Your objective: Lines from the one containing "Mark every instance of the shark's pelvic" through the last line of the data below are to be returned exactly; leave out the rest.
··· Task material ···
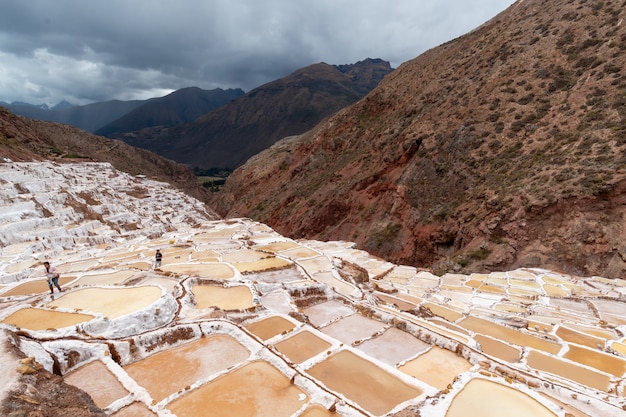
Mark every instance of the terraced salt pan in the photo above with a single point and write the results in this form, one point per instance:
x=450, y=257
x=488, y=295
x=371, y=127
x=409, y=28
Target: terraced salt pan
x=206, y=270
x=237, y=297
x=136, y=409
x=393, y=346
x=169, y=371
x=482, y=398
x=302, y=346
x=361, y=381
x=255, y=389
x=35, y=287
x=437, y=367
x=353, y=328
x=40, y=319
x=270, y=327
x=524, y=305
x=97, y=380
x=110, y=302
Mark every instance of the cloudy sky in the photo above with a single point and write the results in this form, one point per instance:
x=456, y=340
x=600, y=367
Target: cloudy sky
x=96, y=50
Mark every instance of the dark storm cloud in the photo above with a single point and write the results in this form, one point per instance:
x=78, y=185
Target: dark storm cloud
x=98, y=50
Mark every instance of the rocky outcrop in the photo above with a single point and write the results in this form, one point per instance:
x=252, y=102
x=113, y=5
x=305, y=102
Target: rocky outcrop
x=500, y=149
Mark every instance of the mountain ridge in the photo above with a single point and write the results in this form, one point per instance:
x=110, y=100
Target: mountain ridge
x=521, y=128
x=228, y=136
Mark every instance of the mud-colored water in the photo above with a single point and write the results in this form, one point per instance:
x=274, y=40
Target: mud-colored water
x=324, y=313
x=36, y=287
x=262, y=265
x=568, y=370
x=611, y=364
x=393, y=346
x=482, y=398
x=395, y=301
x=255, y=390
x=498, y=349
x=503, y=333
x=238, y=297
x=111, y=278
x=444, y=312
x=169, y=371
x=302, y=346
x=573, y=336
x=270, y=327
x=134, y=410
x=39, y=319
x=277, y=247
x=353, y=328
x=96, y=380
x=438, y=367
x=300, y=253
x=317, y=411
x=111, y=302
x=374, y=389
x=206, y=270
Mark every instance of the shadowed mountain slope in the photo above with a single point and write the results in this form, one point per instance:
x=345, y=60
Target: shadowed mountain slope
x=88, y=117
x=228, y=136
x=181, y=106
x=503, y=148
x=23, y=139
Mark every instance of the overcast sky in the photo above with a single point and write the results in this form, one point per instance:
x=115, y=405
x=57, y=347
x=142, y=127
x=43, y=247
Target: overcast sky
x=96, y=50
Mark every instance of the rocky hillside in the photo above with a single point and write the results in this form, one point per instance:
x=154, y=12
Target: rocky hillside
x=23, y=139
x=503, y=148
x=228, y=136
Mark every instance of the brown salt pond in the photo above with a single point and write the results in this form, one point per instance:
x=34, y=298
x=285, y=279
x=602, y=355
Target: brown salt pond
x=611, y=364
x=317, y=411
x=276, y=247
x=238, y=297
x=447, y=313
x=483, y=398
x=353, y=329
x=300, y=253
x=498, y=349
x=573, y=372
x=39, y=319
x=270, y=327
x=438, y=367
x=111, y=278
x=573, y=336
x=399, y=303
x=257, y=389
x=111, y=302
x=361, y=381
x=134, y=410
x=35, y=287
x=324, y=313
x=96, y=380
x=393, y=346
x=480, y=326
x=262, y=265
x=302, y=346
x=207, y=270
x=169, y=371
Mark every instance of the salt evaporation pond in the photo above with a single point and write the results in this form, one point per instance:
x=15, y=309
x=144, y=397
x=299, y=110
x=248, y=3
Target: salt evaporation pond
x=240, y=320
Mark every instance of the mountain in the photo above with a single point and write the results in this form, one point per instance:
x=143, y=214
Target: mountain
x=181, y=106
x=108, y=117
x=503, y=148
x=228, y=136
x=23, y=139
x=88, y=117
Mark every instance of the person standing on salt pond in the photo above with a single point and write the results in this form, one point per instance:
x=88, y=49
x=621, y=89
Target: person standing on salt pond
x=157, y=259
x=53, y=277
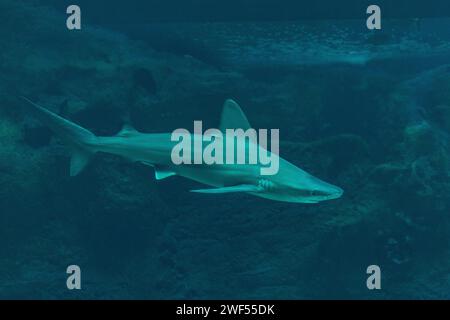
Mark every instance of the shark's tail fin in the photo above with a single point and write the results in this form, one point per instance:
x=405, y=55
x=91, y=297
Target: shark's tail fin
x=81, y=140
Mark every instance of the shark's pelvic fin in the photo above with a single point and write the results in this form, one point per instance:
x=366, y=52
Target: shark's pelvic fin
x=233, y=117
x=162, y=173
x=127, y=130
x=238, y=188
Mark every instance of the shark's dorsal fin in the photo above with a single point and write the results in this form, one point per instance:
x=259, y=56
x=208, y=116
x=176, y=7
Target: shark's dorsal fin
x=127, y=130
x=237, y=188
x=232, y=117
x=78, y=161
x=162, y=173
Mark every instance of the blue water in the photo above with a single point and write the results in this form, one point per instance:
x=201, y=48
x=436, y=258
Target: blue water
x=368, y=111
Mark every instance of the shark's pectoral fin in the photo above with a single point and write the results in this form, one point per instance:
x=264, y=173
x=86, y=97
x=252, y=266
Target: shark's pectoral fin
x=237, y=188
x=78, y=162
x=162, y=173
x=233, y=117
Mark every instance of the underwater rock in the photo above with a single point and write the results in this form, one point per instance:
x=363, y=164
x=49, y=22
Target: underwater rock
···
Task output:
Mark every instance of the shark's pelvic fin in the photo above with a single point and write the results in this form, one point per instance:
x=366, y=52
Target: shark's pelvic fin
x=233, y=117
x=162, y=173
x=127, y=130
x=238, y=188
Mark every instance of the shark's dorsal fin in the photo above with a single point and write the results in this form, one point per instance:
x=259, y=56
x=208, y=116
x=176, y=7
Target: shark's dorsal fin
x=127, y=130
x=237, y=188
x=232, y=117
x=78, y=161
x=162, y=173
Mark every instance of the blue water in the photo above with a single point and write the results in this form, one point per instance:
x=201, y=48
x=436, y=258
Target: blue water
x=368, y=111
Mark every instance of the shark's pectoral fin in the photo above with a single point and write the results in this form, one point per instance:
x=264, y=173
x=86, y=97
x=252, y=266
Target: shark's pectoral fin
x=237, y=188
x=78, y=162
x=162, y=173
x=233, y=117
Mark every instance of the underwater rock in the photo above with a single point and write the results in this form, one point per instance:
x=363, y=164
x=49, y=22
Target: underwater rock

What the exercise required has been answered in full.